Background removal with RMBG v1.4 and OpenVINO#

This Jupyter notebook can be launched after a local installation only.

Github

Background matting is the process of accurately estimating the foreground object in images and videos. It is a very important technique in image and video editing applications, particularly in film production for creating visual effects. In case of image segmentation, we segment the image into foreground and background by labeling the pixels. Image segmentation generates a binary image, in which a pixel either belongs to foreground or background. However, Image Matting is different from the image segmentation, wherein some pixels may belong to foreground as well as background, such pixels are called partial or mixed pixels. In order to fully separate the foreground from the background in an image, accurate estimation of the alpha values for partial or mixed pixels is necessary.

RMBG v1.4 is background removal model, designed to effectively separate foreground from background in a range of categories and image types. This model has been trained on a carefully selected dataset, which includes: general stock images, e-commerce, gaming, and advertising content, making it suitable for commercial use cases powering enterprise content creation at scale. The accuracy, efficiency, and versatility currently rival leading source-available models.

More details about model can be found in model card.

In this tutorial we consider how to convert and run this model using OpenVINO.

Table of contents:

Installation Instructions#

This is a self-contained example that relies solely on its own code.

We recommend running the notebook in a virtual environment. You only need a Jupyter server to start. For details, please refer to Installation Guide.

Prerequisites#

install required dependencies

%pip install -q torch torchvision pillow huggingface_hub "openvino>=2024.0.0" matplotlib "gradio>=4.15" "transformers>=4.39.1" tqdm --extra-index-url https://download.pytorch.org/whl/cpu
Note: you may need to restart the kernel to use updated packages.

Download model code from HuggingFace hub

from huggingface_hub import hf_hub_download
from pathlib import Path

repo_id = "briaai/RMBG-1.4"

download_files = ["utilities.py", "example_input.jpg"]

for file_for_downloading in download_files:
    if not Path(file_for_downloading).exists():
        hf_hub_download(repo_id=repo_id, filename=file_for_downloading, local_dir=".")
utilities.py:   0%|          | 0.00/980 [00:00<?, ?B/s]
example_input.jpg:   0%|          | 0.00/327k [00:00<?, ?B/s]

Load PyTorch model#

For loading model using PyTorch, we should use AutoModelForImageSegmentation.from_pretrained method. Model weights will be downloaded automatically during first model usage. Please, note, it may take some time.

from transformers import AutoModelForImageSegmentation

net = AutoModelForImageSegmentation.from_pretrained("briaai/RMBG-1.4", trust_remote_code=True)
2024-11-05 04:39:57.859756: I tensorflow/core/util/port.cc:110] oneDNN custom operations are on. You may see slightly different numerical results due to floating-point round-off errors from different computation orders. To turn them off, set the environment variable TF_ENABLE_ONEDNN_OPTS=0.

* _Record extracts_
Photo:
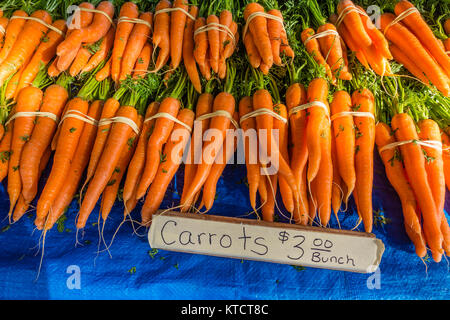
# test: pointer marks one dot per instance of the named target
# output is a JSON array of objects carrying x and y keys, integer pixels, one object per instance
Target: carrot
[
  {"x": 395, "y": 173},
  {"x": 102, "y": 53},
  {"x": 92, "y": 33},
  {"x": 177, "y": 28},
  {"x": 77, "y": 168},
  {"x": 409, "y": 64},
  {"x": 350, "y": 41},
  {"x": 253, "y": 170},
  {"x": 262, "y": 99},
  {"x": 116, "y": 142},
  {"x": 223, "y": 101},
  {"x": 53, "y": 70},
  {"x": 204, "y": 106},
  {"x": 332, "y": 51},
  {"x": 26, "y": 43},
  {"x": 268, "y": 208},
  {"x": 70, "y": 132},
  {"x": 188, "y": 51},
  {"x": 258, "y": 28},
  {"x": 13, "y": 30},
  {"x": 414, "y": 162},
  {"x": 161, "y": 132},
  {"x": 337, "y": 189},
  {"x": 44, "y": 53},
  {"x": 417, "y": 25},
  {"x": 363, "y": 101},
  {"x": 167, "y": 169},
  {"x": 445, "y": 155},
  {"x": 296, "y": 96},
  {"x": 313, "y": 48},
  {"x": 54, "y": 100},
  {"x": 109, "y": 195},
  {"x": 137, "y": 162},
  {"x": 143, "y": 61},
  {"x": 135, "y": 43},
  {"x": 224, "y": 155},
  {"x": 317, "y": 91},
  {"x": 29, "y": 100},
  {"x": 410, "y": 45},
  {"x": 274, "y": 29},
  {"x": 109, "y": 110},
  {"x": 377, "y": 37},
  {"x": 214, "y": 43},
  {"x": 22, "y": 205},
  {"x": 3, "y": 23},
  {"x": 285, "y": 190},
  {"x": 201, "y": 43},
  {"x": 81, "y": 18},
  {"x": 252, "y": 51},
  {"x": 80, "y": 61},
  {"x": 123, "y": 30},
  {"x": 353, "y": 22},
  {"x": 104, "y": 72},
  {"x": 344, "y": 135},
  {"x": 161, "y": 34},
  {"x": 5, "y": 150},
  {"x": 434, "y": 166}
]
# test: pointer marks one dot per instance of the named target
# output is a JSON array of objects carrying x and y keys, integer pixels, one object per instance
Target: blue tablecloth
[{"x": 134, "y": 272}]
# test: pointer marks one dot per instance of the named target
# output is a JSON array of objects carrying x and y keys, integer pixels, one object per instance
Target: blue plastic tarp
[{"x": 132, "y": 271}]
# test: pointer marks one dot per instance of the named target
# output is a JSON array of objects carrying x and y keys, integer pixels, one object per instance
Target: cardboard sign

* _Problem statement_
From the background removal tutorial, extract the passage between "Prerequisites#" and "use updated packages.", inclusive.

* _Result_
Prerequisites#

install required dependencies

%pip install -q torch torchvision pillow huggingface_hub "openvino>=2024.0.0" matplotlib "gradio>=4.15" "transformers>=4.39.1" tqdm --extra-index-url https://download.pytorch.org/whl/cpu
Note: you may need to restart the kernel to use updated packages.